● EXERCISES:
#1 List every name the Harrold memoir uses for the log schoolhouse or the churches where the family attended.
#2 Pick up the Harrold memoir right after its last sentence and carry the account forward.

● PASSAGE GIVEN:
##########
The Road to Salvation
by
Samuel Houston Harrold
(1848 - ca. 1910)
Sam Harrold and his family attended Hardins Chapel before it was Hardins Chapel. He started at the old log church that he refers to as the Old Kidwell School House and later attended at the first brick church, which in his youth was known as New Kidwells or Kidwells Chapel.
I was born and reared up in the Gass Valley in Greene County, Tennessee, 2 miles due north from the old historic town of Greeneville, the home of Andrew Johnson, 17th President U.S.A.
Twas May 19th 1848 when I was permitted to see the light of this old world. Twas Friday morning and old Grandma Daughtery the mother of President Andrew Johnson was present to officiate.
I am the 5th son and 7th child of Andrew Lewis and Ann Martin Harrold.
My first school teacher was Valentine Hardin in the fall of 1856 and in the old Kidwell school house. Late in the evening of my first day at school I said to Mr. Hardin: “as you have not table to eat off and no bed to sleep in tonight I am going home.” So I ran and jumped out the door and started home in a run. However my oldest sister Amanda Jane ran and caught me and took me back into the school house to remain until Mr. Hardin dismissed and we all went home.
My first Sunday School teacher was Mr. William Swatzell in the year 1856 when I was just 8 years old. The Sunday School was held in the old Kidwell School house, where we committed to memory then and there verses and whole Psalms which I can repeat today from memory, it now being 50 years ago. The first verses I committed to memory and said publicly before my Sunday School were Matt. 11:28,29, and 30 verses: “Come unto me, all ye that labor and are heavy laden and I will give you rest. Take my yoke upon you and learn of me, for I am meek and lowly in heart and ye shall find rest unto your souls for my yoke is easy and my burden is light.”
The most remarkable feature of the above is this coincidence in the history of my life. Ten years after the recital of the above Scriptures Rev. Henry Smith used this Scripture as a text and it was the means in the hands of the Holy Spirit of God in my conviction of sin.
My personal consciousness and first conception of sin quickening conscience was in February 1865.
Between two fires
-- Major Kidwell (known more intimately in our immediate neighborhood as Squire or Uncle John) lived just one mile north of where I was raised. His farm and my father’s joined in the woods. John had a very fine sugar orchard and camp where he made a great deal of sugar and syrup every year. It was in February 1865 that my father sent me over to Uncle John Kidwell’s to see if he wanted my father to mark some stock for him week and to know the day.
##########
● EXTRACTED MATERIAL:
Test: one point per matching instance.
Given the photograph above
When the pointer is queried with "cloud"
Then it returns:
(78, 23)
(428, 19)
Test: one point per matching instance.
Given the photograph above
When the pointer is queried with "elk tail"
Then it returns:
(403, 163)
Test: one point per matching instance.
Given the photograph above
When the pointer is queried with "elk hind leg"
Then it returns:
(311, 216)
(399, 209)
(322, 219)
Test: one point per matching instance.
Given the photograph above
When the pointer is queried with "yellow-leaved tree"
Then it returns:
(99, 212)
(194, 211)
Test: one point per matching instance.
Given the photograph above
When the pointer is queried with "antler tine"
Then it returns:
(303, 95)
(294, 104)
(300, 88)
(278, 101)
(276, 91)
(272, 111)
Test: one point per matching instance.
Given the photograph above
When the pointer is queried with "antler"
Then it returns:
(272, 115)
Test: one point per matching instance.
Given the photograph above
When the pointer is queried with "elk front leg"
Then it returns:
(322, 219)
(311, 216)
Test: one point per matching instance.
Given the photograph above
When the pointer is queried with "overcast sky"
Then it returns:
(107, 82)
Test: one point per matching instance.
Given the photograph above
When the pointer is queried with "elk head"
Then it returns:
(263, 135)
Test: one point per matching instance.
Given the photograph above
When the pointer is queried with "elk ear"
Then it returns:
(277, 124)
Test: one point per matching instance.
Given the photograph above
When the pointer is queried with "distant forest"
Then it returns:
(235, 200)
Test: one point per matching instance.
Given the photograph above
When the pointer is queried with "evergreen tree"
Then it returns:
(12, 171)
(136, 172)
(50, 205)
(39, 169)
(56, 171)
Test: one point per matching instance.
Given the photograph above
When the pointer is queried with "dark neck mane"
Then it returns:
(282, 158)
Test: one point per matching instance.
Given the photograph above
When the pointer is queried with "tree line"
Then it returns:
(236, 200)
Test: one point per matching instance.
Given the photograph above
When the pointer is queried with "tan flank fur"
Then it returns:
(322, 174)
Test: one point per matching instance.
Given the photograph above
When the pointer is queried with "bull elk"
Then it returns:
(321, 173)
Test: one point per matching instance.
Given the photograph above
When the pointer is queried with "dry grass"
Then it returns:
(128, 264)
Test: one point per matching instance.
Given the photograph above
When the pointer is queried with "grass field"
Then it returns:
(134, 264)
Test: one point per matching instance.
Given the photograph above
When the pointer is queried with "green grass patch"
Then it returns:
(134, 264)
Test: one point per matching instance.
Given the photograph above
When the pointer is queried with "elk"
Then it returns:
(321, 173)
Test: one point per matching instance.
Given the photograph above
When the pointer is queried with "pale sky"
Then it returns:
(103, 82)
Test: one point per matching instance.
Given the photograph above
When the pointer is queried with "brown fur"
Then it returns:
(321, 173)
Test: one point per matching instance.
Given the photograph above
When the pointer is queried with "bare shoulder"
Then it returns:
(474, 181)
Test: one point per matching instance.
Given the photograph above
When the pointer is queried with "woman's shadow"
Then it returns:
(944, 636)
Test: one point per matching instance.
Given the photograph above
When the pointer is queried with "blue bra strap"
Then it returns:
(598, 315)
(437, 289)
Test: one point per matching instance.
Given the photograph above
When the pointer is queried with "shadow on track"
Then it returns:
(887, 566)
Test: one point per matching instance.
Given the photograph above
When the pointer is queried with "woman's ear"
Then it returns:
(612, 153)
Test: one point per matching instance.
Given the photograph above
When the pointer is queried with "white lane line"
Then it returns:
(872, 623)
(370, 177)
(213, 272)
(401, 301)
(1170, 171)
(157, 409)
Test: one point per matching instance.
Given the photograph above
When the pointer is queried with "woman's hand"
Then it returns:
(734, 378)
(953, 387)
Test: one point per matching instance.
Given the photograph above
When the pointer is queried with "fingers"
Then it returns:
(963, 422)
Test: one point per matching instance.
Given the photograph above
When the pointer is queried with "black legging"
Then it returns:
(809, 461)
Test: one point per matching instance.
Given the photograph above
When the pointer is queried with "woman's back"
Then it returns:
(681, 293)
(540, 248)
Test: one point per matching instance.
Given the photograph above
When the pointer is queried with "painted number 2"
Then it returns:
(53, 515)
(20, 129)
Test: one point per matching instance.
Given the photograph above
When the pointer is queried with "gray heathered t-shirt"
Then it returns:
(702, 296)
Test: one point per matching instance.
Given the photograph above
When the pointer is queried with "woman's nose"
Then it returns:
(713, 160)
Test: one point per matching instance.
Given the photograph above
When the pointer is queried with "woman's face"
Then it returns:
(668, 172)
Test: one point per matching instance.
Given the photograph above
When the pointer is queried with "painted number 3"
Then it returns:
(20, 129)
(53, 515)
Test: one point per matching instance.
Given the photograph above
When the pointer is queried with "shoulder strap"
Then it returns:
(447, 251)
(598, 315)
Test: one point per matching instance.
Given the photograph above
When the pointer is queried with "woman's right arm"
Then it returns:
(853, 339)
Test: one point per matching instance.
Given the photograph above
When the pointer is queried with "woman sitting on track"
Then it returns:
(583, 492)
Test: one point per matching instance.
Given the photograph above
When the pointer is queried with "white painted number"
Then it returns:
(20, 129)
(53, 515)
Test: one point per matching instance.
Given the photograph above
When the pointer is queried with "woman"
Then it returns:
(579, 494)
##########
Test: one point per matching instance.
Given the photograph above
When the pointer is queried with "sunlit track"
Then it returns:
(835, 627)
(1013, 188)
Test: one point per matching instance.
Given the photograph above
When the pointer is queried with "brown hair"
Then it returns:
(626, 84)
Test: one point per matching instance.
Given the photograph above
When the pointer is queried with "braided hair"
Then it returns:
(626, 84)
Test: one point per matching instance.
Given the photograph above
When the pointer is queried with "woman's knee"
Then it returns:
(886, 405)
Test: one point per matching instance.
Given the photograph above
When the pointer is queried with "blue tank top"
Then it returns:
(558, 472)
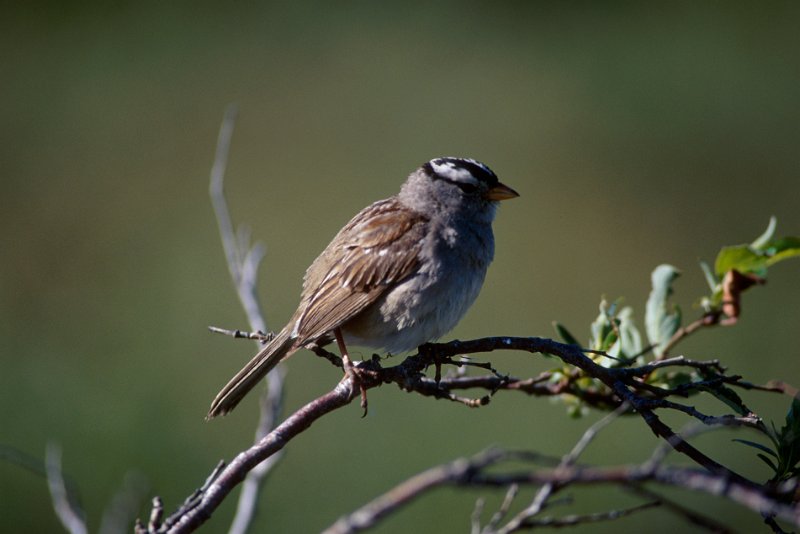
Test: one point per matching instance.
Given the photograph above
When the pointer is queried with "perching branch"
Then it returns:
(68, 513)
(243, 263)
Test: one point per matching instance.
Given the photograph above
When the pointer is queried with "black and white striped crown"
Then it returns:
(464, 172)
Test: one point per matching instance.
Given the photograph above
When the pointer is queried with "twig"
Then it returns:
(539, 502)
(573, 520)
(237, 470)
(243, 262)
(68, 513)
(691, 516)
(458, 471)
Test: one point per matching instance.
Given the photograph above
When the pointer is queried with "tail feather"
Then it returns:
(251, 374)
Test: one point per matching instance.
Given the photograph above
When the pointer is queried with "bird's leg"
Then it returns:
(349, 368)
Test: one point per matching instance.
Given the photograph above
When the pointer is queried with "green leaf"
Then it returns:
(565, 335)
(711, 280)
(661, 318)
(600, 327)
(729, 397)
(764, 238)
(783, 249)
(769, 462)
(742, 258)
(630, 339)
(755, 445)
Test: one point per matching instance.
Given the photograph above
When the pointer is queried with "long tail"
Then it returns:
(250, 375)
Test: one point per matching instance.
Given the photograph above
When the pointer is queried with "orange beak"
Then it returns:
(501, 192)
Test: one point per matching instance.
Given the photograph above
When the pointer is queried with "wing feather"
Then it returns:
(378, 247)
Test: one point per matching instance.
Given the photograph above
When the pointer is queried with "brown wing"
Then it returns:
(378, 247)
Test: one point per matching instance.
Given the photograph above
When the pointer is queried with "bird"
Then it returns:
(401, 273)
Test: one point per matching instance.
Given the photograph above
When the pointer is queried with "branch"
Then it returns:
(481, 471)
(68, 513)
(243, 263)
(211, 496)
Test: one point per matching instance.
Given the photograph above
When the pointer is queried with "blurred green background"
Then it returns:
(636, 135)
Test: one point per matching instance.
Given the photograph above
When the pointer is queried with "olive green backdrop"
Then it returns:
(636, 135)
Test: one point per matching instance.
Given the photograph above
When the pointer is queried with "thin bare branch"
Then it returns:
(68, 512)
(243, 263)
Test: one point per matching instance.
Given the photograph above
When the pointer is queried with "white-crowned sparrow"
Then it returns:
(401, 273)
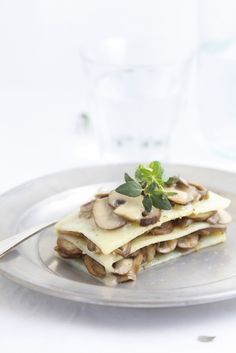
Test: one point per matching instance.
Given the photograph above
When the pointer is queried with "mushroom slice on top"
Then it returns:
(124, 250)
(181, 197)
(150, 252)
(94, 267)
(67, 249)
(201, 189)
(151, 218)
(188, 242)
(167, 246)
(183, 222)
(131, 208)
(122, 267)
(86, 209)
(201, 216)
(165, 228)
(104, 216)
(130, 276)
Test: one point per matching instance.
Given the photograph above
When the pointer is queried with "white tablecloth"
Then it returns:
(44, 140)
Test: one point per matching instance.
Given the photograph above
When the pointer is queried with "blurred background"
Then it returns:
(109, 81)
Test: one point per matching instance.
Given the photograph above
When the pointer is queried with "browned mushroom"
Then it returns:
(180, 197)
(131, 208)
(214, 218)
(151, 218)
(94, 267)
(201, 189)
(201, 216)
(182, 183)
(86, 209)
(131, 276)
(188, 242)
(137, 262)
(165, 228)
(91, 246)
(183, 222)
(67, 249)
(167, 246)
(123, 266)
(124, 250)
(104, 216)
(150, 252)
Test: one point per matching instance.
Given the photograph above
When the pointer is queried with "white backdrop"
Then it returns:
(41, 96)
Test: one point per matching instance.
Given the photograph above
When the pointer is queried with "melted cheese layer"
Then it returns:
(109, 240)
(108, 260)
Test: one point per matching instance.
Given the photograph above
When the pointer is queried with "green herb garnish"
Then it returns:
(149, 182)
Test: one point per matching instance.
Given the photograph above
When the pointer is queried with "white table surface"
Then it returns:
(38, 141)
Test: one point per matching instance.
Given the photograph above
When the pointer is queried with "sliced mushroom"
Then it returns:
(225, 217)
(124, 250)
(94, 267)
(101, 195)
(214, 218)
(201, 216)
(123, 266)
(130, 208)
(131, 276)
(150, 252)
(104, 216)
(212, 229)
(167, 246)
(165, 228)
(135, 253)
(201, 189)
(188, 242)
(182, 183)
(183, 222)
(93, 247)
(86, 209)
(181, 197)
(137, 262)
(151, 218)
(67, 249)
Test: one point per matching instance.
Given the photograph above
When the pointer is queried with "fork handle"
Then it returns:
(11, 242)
##########
● ANSWERS TO THE EXERCISE:
#1
- Hardins Chapel
- Old Kidwell School House
- New Kidwells
- Kidwells Chapel

#2
When I arrived near his sugar camp I heard Uncle John in the camp talking, as I first supposed to his only son Frank, who was about my age. But when I drew a little neared, I learned better. He was praying and talking to the Lord.
By the time I had approached pretty close to the camp and could hear each word distinctly, so I took off my hat and leaned up against a large sugar tree with awed reverence until Uncle John was through his prayer. Then I approached a little nearer. Uncle John was my Sunday School teacher and therefore had been praying for me specially. I was at this time a very hard sinner indeed!
So when Uncle John was through his prayer in the sugar camp he came out singing “Amazing Grace how sweet the sound that saved a wretch like me!” He approached where I was still standing against the sugar tree and said good morning. And he spoke and he took me by the right hand and warmly pressed my hand in his while the big round tears dropped off his round smooth cheek and his white hoary head bent forward so those tears dripped on my hand in his.
He said, “Samuel, I have just been praying for you and I am glad to see you,” so there as he gripped my hand in his he said “O Merciful Father, save all my class and especially this young man for Christ’s sake, Amen!”
I thanked Uncle John for the great interest in me, while those tears and prayers were burning in my heart as nothing had done before. Uncle Kidwell was a man that lived Christ in his home and daily life and like the great apostle Paul who said “For me to live is Christ, but to die is gain.” So with Uncle John. I told Uncle Kidwell my business and returned back over the hill we all called Morgan’s Ridge or Morgan’s Defeat and when on the south side of said hill on my father’s land in his woodland I heard someone talking farther down on the Southern slope in the beautiful white oak forest. I recognized the voice at once as the voice of my father. So I hastened on down toward the voice to see who it was my father was talking to. And when I had come in sight of where a very large limb had blown off a very large white oak that stood on a very prominent knoll while the leaves were on.
Here in this leafy limb of old monarch white oak that had been severed from the parent trunk the summer before was my father in humble prayer too. I drew near and leaned up against one of those monarch oaks that pointed like an index finger pointing up toward God and heaven. I took off my hat here as I had done at the sugar camp but a short while ago when Uncle Kidwell was praying for me.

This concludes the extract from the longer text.